TASK BRIEF: Repeat every one of the following rows word for word, with each line unchanged and in the same order.
[begin RECORD SET]
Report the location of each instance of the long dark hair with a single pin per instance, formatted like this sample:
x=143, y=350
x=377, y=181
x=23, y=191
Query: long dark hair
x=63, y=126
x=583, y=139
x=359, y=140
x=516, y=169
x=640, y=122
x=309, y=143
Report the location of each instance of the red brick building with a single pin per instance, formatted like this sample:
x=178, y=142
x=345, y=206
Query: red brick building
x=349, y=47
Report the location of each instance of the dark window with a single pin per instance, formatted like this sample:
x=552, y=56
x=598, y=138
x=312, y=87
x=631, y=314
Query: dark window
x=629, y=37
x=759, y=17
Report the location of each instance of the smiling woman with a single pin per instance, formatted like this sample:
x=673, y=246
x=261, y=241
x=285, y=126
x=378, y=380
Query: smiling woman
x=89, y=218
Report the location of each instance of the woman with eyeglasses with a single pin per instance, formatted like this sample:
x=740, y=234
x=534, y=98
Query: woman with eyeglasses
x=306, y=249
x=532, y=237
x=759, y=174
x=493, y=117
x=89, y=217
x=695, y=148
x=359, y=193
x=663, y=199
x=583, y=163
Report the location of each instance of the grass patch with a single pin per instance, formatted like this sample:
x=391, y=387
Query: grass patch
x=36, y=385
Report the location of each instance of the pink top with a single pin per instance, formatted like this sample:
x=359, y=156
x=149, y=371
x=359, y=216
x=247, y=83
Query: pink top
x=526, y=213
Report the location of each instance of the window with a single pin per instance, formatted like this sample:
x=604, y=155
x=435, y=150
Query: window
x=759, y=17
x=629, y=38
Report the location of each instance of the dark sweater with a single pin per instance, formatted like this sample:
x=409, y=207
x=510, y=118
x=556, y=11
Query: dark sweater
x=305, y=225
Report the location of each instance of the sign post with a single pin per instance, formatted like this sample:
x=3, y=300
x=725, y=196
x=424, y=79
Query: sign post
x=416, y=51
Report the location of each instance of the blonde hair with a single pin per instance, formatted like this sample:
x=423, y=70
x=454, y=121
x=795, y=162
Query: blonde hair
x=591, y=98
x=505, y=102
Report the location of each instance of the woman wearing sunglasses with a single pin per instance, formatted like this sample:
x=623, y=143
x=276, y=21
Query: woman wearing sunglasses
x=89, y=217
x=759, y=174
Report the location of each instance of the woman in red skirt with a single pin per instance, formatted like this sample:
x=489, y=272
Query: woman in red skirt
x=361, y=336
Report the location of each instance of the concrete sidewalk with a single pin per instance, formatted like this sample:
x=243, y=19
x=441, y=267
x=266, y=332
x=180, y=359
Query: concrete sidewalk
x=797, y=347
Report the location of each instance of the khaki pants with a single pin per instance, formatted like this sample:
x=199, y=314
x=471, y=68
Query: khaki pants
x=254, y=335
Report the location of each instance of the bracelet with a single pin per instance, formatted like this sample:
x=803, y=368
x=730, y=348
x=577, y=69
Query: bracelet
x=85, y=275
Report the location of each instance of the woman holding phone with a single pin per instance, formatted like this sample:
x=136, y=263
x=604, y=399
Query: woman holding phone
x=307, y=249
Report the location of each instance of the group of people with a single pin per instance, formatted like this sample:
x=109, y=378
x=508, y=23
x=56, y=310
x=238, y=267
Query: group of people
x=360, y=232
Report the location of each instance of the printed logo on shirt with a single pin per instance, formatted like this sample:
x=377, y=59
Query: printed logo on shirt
[end RECORD SET]
COMPLETED EXERCISE:
Report the location of each instance of the long dark hair with a single pin per instance, formatted like this sample:
x=143, y=350
x=377, y=181
x=23, y=191
Query: long dark hair
x=63, y=126
x=583, y=139
x=359, y=140
x=516, y=169
x=640, y=122
x=309, y=143
Report the location of each instance of the red brick building with a single pin per instance, formatted like this sample:
x=178, y=142
x=345, y=206
Query: red brick building
x=349, y=47
Report the location of each instance of the dark window with a single pin per instance, formatted like this sample:
x=552, y=56
x=598, y=138
x=312, y=87
x=631, y=314
Query: dark window
x=629, y=37
x=759, y=17
Report the location of each instance of the smiling woman with a single pin per instance, formatted like this sample:
x=673, y=246
x=261, y=241
x=285, y=126
x=378, y=380
Query: smiling woman
x=89, y=218
Report the location of each instance of the woman with eyeglasses with a single pin per instance, formatted like this sample:
x=740, y=234
x=534, y=98
Query: woman with eyeglasses
x=306, y=249
x=532, y=237
x=759, y=174
x=493, y=117
x=89, y=217
x=695, y=148
x=359, y=193
x=663, y=199
x=583, y=163
Report the location of each instance of the grass patch with a single pin per instance, formatted like this sample:
x=391, y=387
Query: grass patch
x=36, y=385
Report the location of each instance of the pink top with a single pin per instance, formatted like this sample:
x=359, y=156
x=149, y=371
x=359, y=216
x=247, y=83
Query: pink top
x=526, y=213
Report the location of each instance of the window with a single pin per instance, formatted like this sample:
x=604, y=155
x=435, y=150
Query: window
x=759, y=17
x=629, y=38
Report the location of each instance of the dark sweater with a single pin per instance, formatted like this sample:
x=409, y=207
x=510, y=118
x=556, y=11
Query: dark sweater
x=305, y=225
Report the location of each instance of the sign post with a single pin per instance, formatted like this sample:
x=3, y=300
x=725, y=196
x=424, y=79
Query: sign post
x=416, y=51
Report the location of each instance of the blonde hair with a single pin per instance, formatted like this sample:
x=423, y=70
x=454, y=121
x=795, y=162
Query: blonde hair
x=591, y=98
x=505, y=102
Report the location of each instance of the woman wearing sunglasses with a single pin per instance, formatted like this sample:
x=623, y=143
x=276, y=21
Query: woman wearing sunglasses
x=89, y=217
x=759, y=174
Report the location of each instance of the woman in red skirt with a single pin per instance, formatted like this sample:
x=489, y=272
Query: woman in red skirt
x=361, y=336
Report the location of each instance of the concrete sidewalk with a single pin per instance, formatted like this sample:
x=243, y=19
x=441, y=267
x=266, y=332
x=180, y=359
Query: concrete sidewalk
x=797, y=347
Report the location of each instance of the khaki pants with a single pin per instance, formatted like this sample:
x=199, y=314
x=471, y=68
Query: khaki pants
x=254, y=335
Report the location of each instance of the bracelet with a single pin per instance, formatted like this sample:
x=803, y=368
x=730, y=348
x=577, y=69
Query: bracelet
x=85, y=275
Report the location of each instance of the woman holding phone with a single pin per instance, formatted like this sample:
x=136, y=263
x=604, y=399
Query: woman holding phone
x=307, y=249
Report the location of each instance of the group of people with a single pin per instance, formatted like this sample:
x=109, y=378
x=508, y=23
x=56, y=310
x=238, y=267
Query: group of people
x=360, y=232
Report the location of each instance of the printed logo on shirt with a single pin per instance, formatted like this sample:
x=377, y=59
Query: printed logo on shirt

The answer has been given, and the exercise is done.